--- START Information shown ---

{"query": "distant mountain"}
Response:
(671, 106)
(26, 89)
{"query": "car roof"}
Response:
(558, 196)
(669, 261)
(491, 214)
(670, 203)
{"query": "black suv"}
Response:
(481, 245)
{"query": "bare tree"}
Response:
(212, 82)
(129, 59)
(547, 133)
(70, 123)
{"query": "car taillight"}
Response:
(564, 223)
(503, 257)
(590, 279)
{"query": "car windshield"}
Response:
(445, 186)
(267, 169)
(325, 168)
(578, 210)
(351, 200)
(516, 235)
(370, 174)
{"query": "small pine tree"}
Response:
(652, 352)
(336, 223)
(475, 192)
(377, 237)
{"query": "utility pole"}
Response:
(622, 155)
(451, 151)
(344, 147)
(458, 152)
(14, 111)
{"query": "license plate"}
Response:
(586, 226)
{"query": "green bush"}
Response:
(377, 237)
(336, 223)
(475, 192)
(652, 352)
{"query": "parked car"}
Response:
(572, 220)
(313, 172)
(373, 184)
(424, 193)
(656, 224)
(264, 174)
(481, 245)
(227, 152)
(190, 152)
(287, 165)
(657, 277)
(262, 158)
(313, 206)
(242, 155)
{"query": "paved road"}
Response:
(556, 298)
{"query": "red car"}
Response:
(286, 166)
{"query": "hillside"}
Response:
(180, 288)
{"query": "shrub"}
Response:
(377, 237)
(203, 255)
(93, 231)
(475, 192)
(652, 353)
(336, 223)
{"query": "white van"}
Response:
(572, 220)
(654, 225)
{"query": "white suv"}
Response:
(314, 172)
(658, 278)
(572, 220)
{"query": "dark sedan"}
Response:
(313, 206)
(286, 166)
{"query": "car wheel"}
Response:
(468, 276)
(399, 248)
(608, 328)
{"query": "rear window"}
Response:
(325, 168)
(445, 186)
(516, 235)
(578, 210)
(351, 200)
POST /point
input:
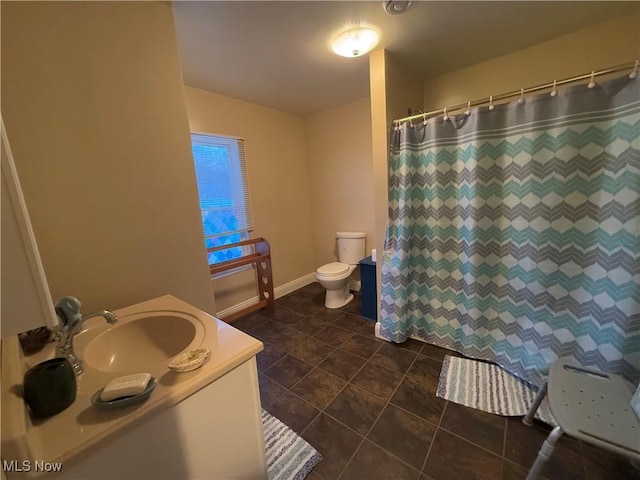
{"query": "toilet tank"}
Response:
(351, 247)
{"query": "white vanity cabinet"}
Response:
(216, 433)
(201, 424)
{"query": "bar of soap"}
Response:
(126, 386)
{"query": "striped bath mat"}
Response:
(289, 456)
(486, 386)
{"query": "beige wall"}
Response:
(603, 45)
(341, 176)
(93, 103)
(277, 171)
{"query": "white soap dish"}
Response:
(187, 361)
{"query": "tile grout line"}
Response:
(433, 440)
(364, 437)
(386, 404)
(438, 426)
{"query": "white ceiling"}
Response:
(275, 53)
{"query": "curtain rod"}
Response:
(517, 93)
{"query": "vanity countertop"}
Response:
(82, 426)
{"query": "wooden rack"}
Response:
(261, 258)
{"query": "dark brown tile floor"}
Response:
(369, 406)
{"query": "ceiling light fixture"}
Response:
(355, 41)
(396, 7)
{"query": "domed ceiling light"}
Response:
(396, 7)
(355, 41)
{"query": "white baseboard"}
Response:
(278, 292)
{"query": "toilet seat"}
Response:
(333, 269)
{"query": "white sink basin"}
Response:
(138, 343)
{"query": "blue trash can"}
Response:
(369, 309)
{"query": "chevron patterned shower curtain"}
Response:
(514, 233)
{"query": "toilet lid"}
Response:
(334, 268)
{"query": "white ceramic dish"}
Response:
(190, 360)
(124, 401)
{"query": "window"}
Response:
(224, 196)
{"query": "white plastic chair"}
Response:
(592, 406)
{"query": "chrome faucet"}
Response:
(68, 309)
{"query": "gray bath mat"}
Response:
(289, 456)
(487, 387)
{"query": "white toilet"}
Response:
(335, 277)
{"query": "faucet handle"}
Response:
(69, 309)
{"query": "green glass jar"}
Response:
(49, 387)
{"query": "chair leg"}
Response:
(545, 452)
(542, 392)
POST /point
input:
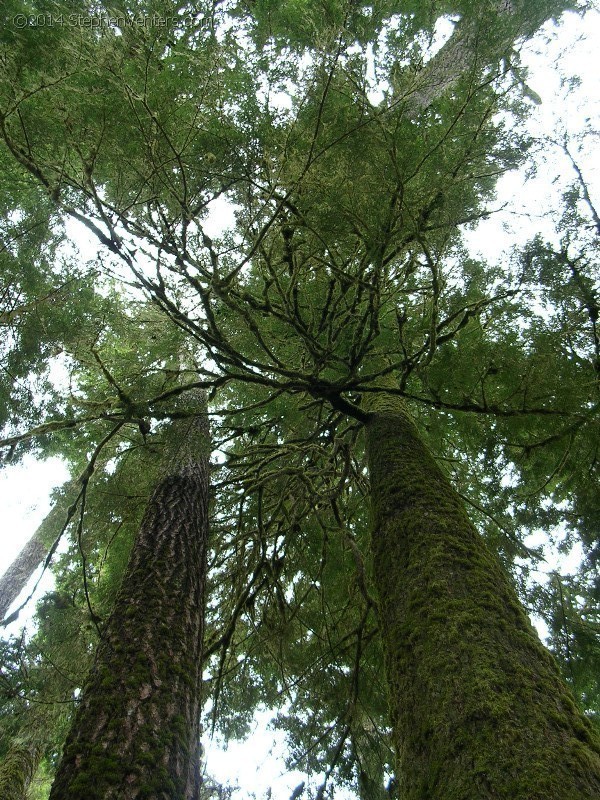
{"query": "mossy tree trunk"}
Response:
(17, 770)
(136, 730)
(478, 707)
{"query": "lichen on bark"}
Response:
(478, 707)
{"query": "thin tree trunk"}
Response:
(136, 731)
(478, 707)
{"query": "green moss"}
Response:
(477, 704)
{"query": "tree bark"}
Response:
(136, 731)
(478, 707)
(17, 770)
(33, 554)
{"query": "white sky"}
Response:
(24, 489)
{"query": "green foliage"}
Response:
(342, 268)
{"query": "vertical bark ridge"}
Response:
(478, 707)
(17, 770)
(136, 731)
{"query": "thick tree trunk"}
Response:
(17, 770)
(136, 731)
(478, 707)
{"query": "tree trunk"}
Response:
(33, 554)
(478, 707)
(17, 770)
(136, 731)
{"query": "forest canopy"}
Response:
(281, 197)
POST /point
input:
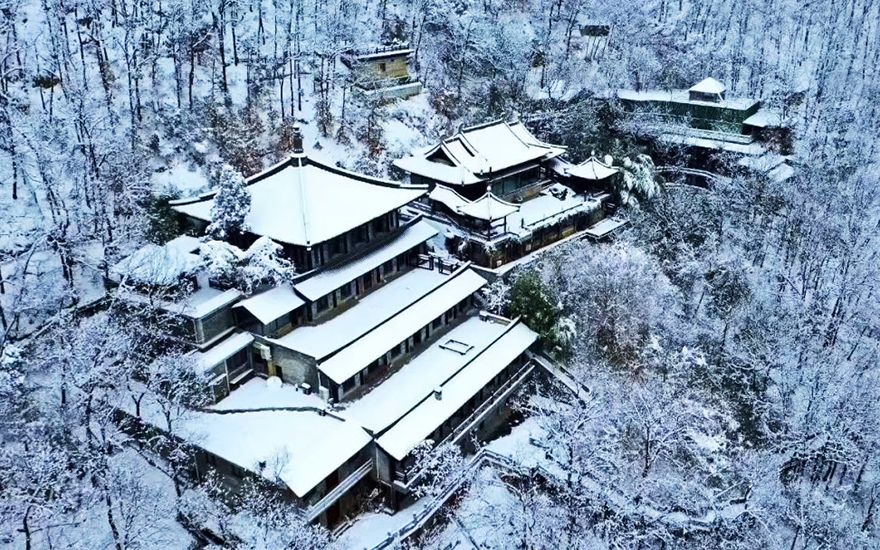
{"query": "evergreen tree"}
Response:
(536, 304)
(231, 205)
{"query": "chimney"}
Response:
(297, 140)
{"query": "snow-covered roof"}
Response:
(765, 118)
(313, 445)
(752, 148)
(764, 163)
(203, 301)
(394, 397)
(361, 352)
(592, 169)
(222, 351)
(303, 202)
(310, 446)
(326, 280)
(371, 310)
(708, 86)
(682, 96)
(489, 208)
(246, 428)
(384, 54)
(474, 153)
(160, 265)
(447, 196)
(421, 421)
(272, 304)
(605, 227)
(781, 173)
(547, 209)
(453, 175)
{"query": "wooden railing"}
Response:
(405, 480)
(336, 493)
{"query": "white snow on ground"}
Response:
(300, 448)
(404, 389)
(431, 413)
(327, 280)
(369, 311)
(145, 515)
(359, 354)
(310, 204)
(369, 530)
(187, 179)
(258, 394)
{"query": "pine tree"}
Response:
(231, 205)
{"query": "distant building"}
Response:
(500, 193)
(704, 118)
(328, 383)
(386, 71)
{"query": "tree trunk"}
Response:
(26, 529)
(111, 520)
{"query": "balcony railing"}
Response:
(405, 480)
(336, 493)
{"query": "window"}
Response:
(373, 366)
(238, 360)
(347, 290)
(360, 234)
(337, 246)
(395, 351)
(215, 323)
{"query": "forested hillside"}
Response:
(725, 346)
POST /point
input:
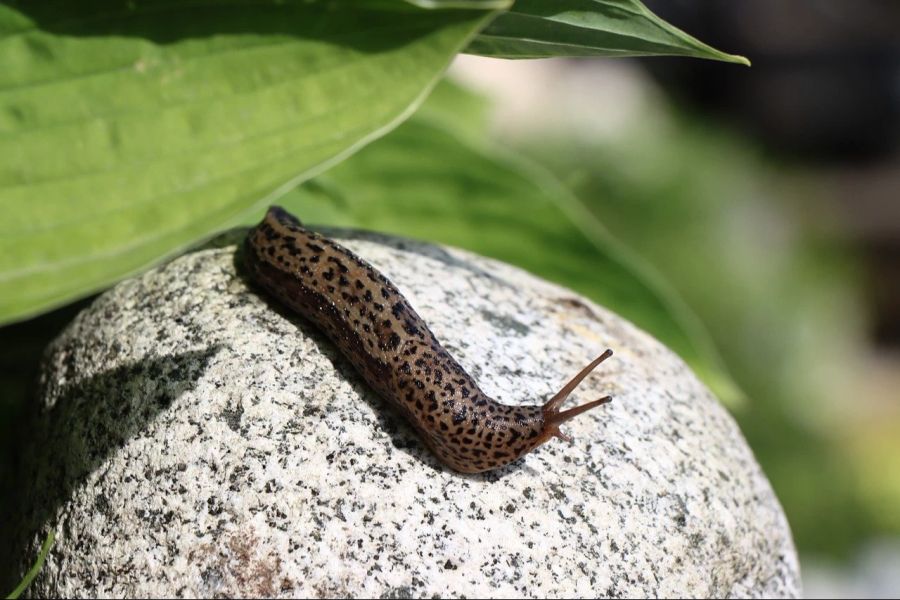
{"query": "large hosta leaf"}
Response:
(425, 181)
(129, 130)
(542, 28)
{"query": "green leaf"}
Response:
(425, 181)
(441, 4)
(544, 28)
(130, 130)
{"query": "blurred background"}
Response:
(770, 198)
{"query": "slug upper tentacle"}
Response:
(375, 327)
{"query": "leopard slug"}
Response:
(375, 327)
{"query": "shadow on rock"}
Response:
(87, 422)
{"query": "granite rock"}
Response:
(197, 440)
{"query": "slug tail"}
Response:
(553, 418)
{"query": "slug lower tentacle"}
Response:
(394, 350)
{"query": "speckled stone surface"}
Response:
(198, 441)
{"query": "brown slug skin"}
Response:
(394, 350)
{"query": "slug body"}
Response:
(394, 350)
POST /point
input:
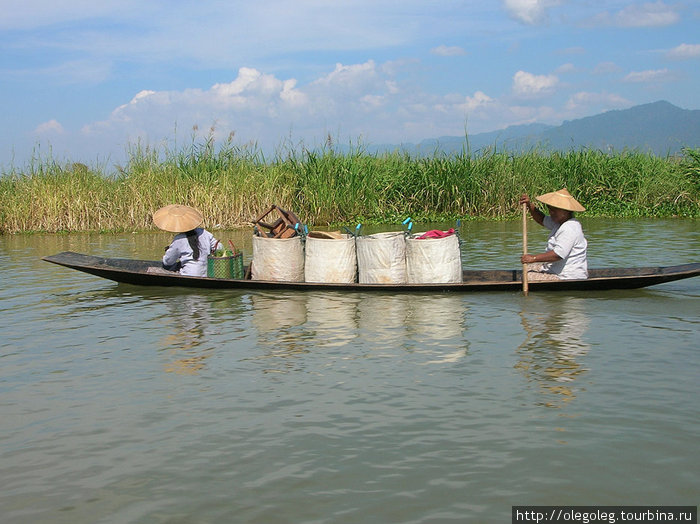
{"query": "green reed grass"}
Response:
(233, 185)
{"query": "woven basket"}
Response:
(225, 267)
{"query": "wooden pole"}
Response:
(525, 282)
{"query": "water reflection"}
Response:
(361, 325)
(192, 320)
(555, 344)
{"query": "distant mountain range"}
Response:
(659, 128)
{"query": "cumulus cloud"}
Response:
(604, 68)
(52, 127)
(444, 50)
(684, 51)
(648, 14)
(527, 85)
(651, 75)
(530, 12)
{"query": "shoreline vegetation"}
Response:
(233, 185)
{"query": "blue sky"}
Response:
(80, 80)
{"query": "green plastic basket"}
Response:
(225, 267)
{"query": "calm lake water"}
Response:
(121, 404)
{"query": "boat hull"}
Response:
(135, 272)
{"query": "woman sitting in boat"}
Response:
(565, 257)
(191, 246)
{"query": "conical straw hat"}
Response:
(177, 219)
(561, 199)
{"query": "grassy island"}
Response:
(232, 185)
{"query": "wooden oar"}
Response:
(525, 283)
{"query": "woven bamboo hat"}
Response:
(561, 199)
(177, 219)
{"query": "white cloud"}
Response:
(444, 50)
(528, 85)
(566, 68)
(52, 127)
(651, 75)
(530, 12)
(648, 14)
(604, 68)
(684, 51)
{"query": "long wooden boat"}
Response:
(136, 272)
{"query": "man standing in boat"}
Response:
(565, 257)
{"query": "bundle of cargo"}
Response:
(433, 257)
(278, 251)
(330, 257)
(381, 258)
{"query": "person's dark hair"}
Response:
(193, 240)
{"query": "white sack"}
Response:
(330, 260)
(433, 260)
(381, 258)
(279, 259)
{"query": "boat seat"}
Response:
(283, 227)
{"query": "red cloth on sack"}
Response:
(436, 233)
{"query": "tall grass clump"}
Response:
(232, 185)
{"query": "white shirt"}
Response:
(180, 249)
(567, 241)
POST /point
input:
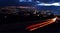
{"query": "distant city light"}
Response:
(25, 0)
(52, 4)
(38, 1)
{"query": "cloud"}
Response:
(51, 4)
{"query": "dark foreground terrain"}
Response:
(11, 24)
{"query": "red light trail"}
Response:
(39, 25)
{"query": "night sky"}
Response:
(17, 3)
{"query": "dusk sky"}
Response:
(17, 3)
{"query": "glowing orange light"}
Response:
(39, 25)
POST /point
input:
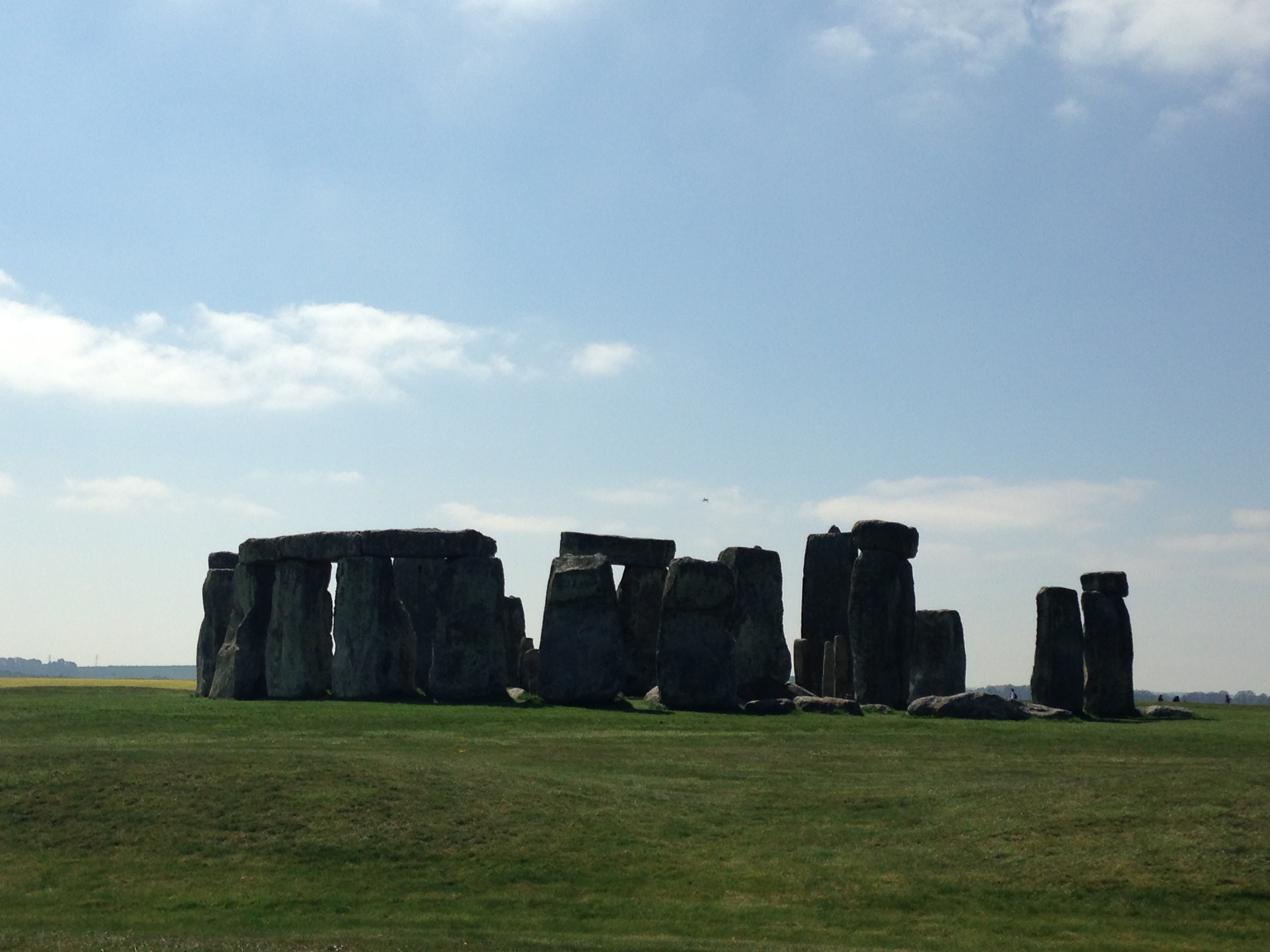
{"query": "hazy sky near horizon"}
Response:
(995, 268)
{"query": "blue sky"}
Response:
(996, 268)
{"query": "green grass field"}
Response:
(152, 819)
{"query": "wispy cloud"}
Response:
(469, 517)
(977, 504)
(302, 357)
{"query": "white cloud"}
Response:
(604, 360)
(302, 357)
(976, 504)
(469, 517)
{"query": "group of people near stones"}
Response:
(425, 611)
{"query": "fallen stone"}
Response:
(298, 647)
(418, 583)
(694, 645)
(468, 655)
(775, 705)
(972, 706)
(1058, 667)
(1107, 583)
(375, 643)
(760, 652)
(240, 662)
(381, 544)
(879, 536)
(937, 663)
(581, 655)
(218, 609)
(620, 550)
(639, 611)
(827, 563)
(1168, 714)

--- END Information shown ---

**Work to complete**
Print exactly the lines from the one with "of people near" through the end of the data, inclusive.

**Exercise response**
{"query": "group of people near stones"}
Response:
(425, 611)
{"query": "fallen stone"}
Response:
(298, 647)
(418, 583)
(694, 645)
(468, 655)
(775, 705)
(972, 706)
(1058, 667)
(1107, 583)
(375, 643)
(760, 652)
(240, 662)
(381, 544)
(879, 536)
(937, 663)
(581, 655)
(218, 609)
(620, 550)
(639, 611)
(827, 563)
(1168, 714)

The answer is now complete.